- Documento -
-*-*-

No meio da onda
britânica que assolou o Brasil nos anos 80, choveram discos
que passaram batidos e de que nunca mais se falou. Uma dessas
bandinhas simpáticas e com pegada gótica foi essa
dupla das garotas escocesas, Jill Brayson e Rose McDowall. Lançaram
apenas um disquinho bacana, apenas com o nome da dupla. A capa
mostrava as duas meninas com a mesma roupa, ar ingênuo e
visual e que faz você jurar que são irmãs,
tamanha a similaridade entre elas. Para quem curte Jesus and Mary
Chain, por exemplo, é um prato cheio, já que o som
é basicamente uma versão feminina (e não
há nenhum machismo nessa frase) do que os irmãos
Reid, por sinal contemporâneos da mesma Glasgow, perpetuaram
em Pshycocandy, o maravilhoso álbum de estréia.

-*-*-

- Seção de dados -

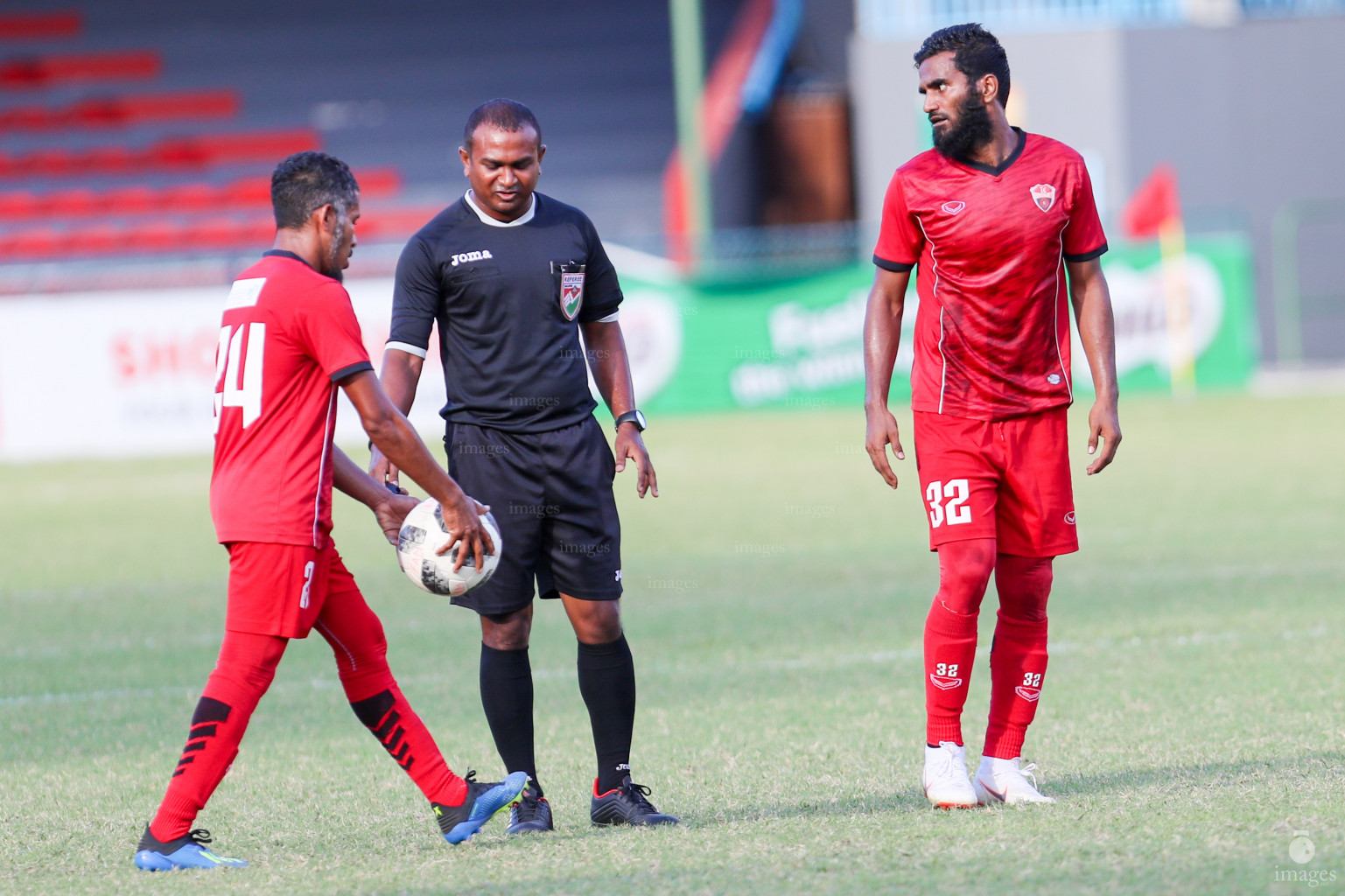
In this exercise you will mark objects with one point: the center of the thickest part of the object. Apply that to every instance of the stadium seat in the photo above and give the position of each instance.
(43, 72)
(168, 154)
(39, 25)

-*-*-

- Requisitos -
**a.** As afirmações abaixo estão de acordo com o texto sobre a dupla escocesa? Responda sim ou não para cada uma, citando literalmente as palavras do texto que decidem a questão. (i) A dupla lançou vários discos. (ii) O som da dupla é descrito como basicamente uma versão feminina do que os irmãos Reid fizeram. (iii) Na capa do disco, as duas integrantes aparecem com roupas diferentes.
**b.** Retome o texto sobre a dupla escocesa e continue-o a partir da última frase.

- Tarefas resolvidas -
**a.**
(i) Não: "Lançaram apenas um disquinho bacana, apenas com o nome da dupla."
(ii) Sim: "é basicamente uma versão feminina (e não há nenhum machismo nessa frase) do que os irmãos Reid"
(iii) Não: "mostrava as duas meninas com a mesma roupa"

**b.**
Se você acha que esse colunista mala está esgotando
o seu repertório de grupelhos para lá de obscuros,
ainda não viu nada. Definitivamente, 2003 promete.
Em
1981, na cidade de Glasgow, na Escócia, após a passagem
do furacão punk pelo mundo, quatro meninas sem muita experiência
com música resolveram montar uma banda para se divertir,
algo tão corriqueiro no mundo.
No ano seguinte, só
duas permaneceram e mantendo o nome Strawberry Switchblade, conseguiram
lançar o single Trees and Flowers, pelo
selo Happy Costumers, de David Balfe e Bill Drummond, os mesmos
que produziram os trabalhos iniciais do Echo and the Bunnymen.
Em 1983, assinaram com
a Korova, mesma gravadora dos coelhinhos de Liverpool. Como músico
convidado, destacava-se o jovem, porém já famoso
e talentoso Roddy Frame, líder, guitarrista e vocalista
do Aztec Camera.
A canção
foi um sucesso e alcançou a quarta posição
na parada independente britânica. Além de Roddy,
Kate St. John (que depois seria integrante do Dream Academy),
do Ravishing Beauties, tocava oboé. O single seguinte Since
Yesterday aumentou ainda mais a popularidade das meninas.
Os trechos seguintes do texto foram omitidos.